#### [Stated problem]
In the records below, replace every "dropping a point" with "placing a marker" and change nothing else.

* BEGIN Dataset *

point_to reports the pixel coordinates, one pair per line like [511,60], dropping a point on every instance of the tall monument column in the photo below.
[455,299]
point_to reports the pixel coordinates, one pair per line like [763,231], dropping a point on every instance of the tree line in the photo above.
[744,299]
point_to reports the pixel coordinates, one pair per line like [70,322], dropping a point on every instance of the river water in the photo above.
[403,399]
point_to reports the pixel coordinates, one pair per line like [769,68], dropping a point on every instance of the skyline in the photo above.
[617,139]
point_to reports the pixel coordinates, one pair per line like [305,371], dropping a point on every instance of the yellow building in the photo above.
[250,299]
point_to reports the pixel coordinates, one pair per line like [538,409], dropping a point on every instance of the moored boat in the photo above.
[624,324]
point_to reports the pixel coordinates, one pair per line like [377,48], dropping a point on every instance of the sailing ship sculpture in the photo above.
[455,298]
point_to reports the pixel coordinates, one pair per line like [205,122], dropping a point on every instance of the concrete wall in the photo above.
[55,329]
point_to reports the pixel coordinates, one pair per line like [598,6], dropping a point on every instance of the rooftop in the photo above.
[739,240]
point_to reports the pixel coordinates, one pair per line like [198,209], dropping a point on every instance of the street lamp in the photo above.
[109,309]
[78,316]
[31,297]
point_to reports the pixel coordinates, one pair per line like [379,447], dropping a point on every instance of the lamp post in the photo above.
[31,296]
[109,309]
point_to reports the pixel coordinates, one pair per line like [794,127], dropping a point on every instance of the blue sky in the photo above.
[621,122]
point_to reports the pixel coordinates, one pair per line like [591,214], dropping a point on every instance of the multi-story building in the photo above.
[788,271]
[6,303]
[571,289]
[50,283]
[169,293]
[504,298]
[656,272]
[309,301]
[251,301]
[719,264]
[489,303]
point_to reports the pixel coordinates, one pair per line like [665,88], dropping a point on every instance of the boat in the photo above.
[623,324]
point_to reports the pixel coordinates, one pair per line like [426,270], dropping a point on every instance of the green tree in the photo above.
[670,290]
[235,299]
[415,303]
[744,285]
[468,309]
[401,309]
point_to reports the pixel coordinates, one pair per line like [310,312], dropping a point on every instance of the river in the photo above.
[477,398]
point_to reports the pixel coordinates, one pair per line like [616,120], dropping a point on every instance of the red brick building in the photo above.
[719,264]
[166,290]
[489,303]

* END Dataset *

#### [Full output]
point_to reports the pixel coordinates, one pair per line like [511,60], placing a marker on every instance of the tall monument column in the photo below.
[455,299]
point_to reports the pixel coordinates, one pair per line like [763,231], placing a marker on every instance of the tree line in the photo above.
[744,299]
point_to reports the pixel coordinates, one pair per line like [70,322], placing a marker on every instance of the river water in the photo above.
[403,399]
point_to reports the pixel coordinates, one pair per line like [769,68], placing a marker on every instance of the skyline in the photo above.
[617,139]
point_to reports the pixel coordinates, one pair per line like [305,371], placing a marker on every instance of the yellow building in the photo above.
[250,299]
point_to reports the pixel coordinates, one pair per line like [538,409], placing a marker on every instance of the moored boat in the photo above.
[624,324]
point_to reports the pixel coordinates, one pair per line like [377,48], placing a marker on every instance of the sailing ship sculpture in the photo above.
[455,298]
point_to reports the pixel coordinates, one pair per line like [205,122], placing a marker on every instance of the concrete wall in the photo above.
[55,329]
point_to reports the pixel coordinates, one pair per line like [598,6], placing a marker on every instance of the rooftop in the photo above.
[739,240]
point_to reports the pixel coordinates, one pair per line like [198,209], placing a marker on every instance of the street lamp in the photo above.
[109,309]
[78,316]
[31,297]
point_to reports the pixel coordinates, one pair per line like [379,447], placing a marker on every instance of the lamp post in the photo above.
[31,296]
[109,309]
point_to reports the pixel coordinates, one pair per line like [794,127], placing a marker on every instance of the blue sky in the photo above.
[621,122]
point_to reports the pixel coordinates, one pair per line like [591,214], placing a marker on every instance of the multi-story building in the photo above.
[788,271]
[6,303]
[571,289]
[50,283]
[169,293]
[504,298]
[656,272]
[309,301]
[251,301]
[719,264]
[489,303]
point_to reports the pixel coordinates, one pair per line like [665,88], placing a marker on every instance of the boat in the photo above.
[623,324]
point_to reports the pixel coordinates, one pair per line like [426,270], placing a marker on every instance of the green tree in the photo above.
[670,290]
[235,299]
[415,303]
[744,285]
[468,309]
[401,309]
point_to reports the pixel coordinates, one pair per line like [310,312], placing a marker on every instance of the river in the photo above.
[477,398]
point_to reports the pixel coordinates, one pair per line like [616,120], placing a marker on every instance of the red brick building in the photo above.
[719,264]
[166,290]
[489,303]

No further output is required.